** Start Information provided **

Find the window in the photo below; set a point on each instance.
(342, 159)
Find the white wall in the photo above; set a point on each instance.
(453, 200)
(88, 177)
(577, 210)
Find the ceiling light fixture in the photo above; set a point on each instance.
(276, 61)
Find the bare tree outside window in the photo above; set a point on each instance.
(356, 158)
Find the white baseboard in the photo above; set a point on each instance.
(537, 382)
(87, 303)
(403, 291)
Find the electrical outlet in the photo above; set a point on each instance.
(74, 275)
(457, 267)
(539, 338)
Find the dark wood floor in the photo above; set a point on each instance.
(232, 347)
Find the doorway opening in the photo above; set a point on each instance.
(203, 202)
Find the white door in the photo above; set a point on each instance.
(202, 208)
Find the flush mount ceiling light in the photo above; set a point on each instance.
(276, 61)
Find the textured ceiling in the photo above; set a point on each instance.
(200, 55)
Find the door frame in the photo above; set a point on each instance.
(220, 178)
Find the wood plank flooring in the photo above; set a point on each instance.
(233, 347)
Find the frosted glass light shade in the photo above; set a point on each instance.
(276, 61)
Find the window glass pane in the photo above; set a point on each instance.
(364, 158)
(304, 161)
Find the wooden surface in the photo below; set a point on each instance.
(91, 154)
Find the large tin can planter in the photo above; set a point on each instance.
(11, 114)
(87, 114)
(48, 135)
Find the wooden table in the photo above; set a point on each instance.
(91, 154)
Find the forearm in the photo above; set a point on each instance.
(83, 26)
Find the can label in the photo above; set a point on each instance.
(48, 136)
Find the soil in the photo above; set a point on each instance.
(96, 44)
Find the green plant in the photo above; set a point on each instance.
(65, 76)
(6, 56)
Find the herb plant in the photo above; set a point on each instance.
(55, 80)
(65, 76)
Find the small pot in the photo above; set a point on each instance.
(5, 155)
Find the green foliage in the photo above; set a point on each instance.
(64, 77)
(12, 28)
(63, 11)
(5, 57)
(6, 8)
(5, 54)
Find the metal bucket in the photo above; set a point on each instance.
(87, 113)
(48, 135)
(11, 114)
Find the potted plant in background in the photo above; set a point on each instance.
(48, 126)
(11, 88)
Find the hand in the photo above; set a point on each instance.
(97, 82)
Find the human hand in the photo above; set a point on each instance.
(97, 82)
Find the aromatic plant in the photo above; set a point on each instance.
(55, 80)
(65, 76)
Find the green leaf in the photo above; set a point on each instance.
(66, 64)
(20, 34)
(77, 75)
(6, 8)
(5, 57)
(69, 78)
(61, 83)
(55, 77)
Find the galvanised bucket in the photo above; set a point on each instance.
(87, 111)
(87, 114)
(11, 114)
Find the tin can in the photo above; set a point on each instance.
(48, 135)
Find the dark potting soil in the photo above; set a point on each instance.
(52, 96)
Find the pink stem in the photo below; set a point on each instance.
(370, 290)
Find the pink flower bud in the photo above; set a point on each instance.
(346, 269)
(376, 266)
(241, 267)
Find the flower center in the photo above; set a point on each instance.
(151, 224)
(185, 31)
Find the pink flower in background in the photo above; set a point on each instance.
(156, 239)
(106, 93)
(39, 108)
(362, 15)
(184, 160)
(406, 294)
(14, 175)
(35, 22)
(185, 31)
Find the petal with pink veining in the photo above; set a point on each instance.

** End Information provided **

Write out every record shown above, word for word.

Find the window in the photo below; set a point on each instance.
(342, 159)
Find the white wall in the photo above; set a point on each instance.
(453, 200)
(88, 177)
(577, 210)
Find the ceiling light fixture in the photo above; set a point on each instance.
(276, 61)
Find the bare tree outside window in the photo above; set a point on each instance.
(356, 158)
Find the white baseboard in the photo above; set a point on each instance.
(537, 382)
(87, 303)
(403, 291)
Find the electrical outlet in the photo above; set a point on each instance.
(74, 275)
(457, 267)
(539, 338)
Find the dark wood floor in the photo above; set a point on each instance.
(232, 347)
Find the doorway opening in the photo above; set a point on each instance.
(203, 202)
Find the white door in the photo above; set a point on each instance.
(202, 208)
Find the flush mount ceiling light in the photo above; set a point on each instance.
(276, 61)
Find the textured ceiling in the photo above; set a point on each instance.
(200, 55)
Find the door frame in the photo above; set a point on each instance.
(220, 178)
Find the wood plank flooring in the photo above; set a point on each instance.
(233, 347)
Find the frosted glass light shade in the photo above; set a point on each instance.
(276, 61)
Find the window glass pane in the photo above; set a point on each instance.
(364, 158)
(304, 161)
Find the wooden surface in the photo below; set a point on each instance.
(91, 154)
Find the large tin can planter in the photo above; set a point on each instance.
(11, 114)
(87, 114)
(48, 135)
Find the wooden table in the photo above; set a point on each instance.
(91, 154)
Find the forearm in the photo above; set a point on each instance.
(83, 26)
Find the can label in the photo above; set a point on each instance.
(48, 136)
Find the soil in the photo above; set a point on each instance.
(96, 44)
Find the green plant in the photo above; set a point on each instance.
(65, 76)
(6, 56)
Find the herb plant in the photo above; set a point on each instance.
(55, 80)
(65, 76)
Find the small pot in the photo above; set a point on each instance.
(5, 155)
Find the green foliage in the photo above; set a point on each instance.
(64, 77)
(12, 28)
(63, 11)
(5, 57)
(6, 8)
(5, 54)
Find the metal bucket in the photo above; set a point on each instance.
(87, 113)
(48, 135)
(11, 114)
Find the potted plant in background in the photo above; set a point on each instance.
(48, 126)
(11, 88)
Find the hand in the photo above; set a point on each instance.
(97, 82)
Find the human hand in the photo above; set a point on each instance.
(97, 82)
Find the aromatic plant in the photo above; set a point on each instance.
(55, 80)
(65, 76)
Find the green leaf in the photo above; set a point on each instance.
(66, 64)
(20, 34)
(77, 75)
(6, 8)
(5, 57)
(69, 78)
(61, 83)
(55, 77)
Find the galvanised bucket in the photo above; set a point on each instance.
(87, 111)
(87, 114)
(11, 114)
Find the tin can in the photo above; set a point on each instance.
(48, 135)
Find the dark potting soil in the photo above; set a point on each instance.
(52, 96)
Find the pink stem in the photo below; set a point on each instance.
(370, 290)
Find the pink flower bud in the photo above; set a point on each instance.
(346, 269)
(376, 266)
(241, 267)
Find the flower center in the photo above; set a point on each instance.
(151, 224)
(185, 31)
Find the pink flower in background in the photo above; set a point on each instance.
(156, 239)
(106, 93)
(39, 108)
(362, 15)
(184, 160)
(406, 294)
(14, 175)
(35, 22)
(185, 31)
Find the petal with pink veining in the photo above; set a point on each instance.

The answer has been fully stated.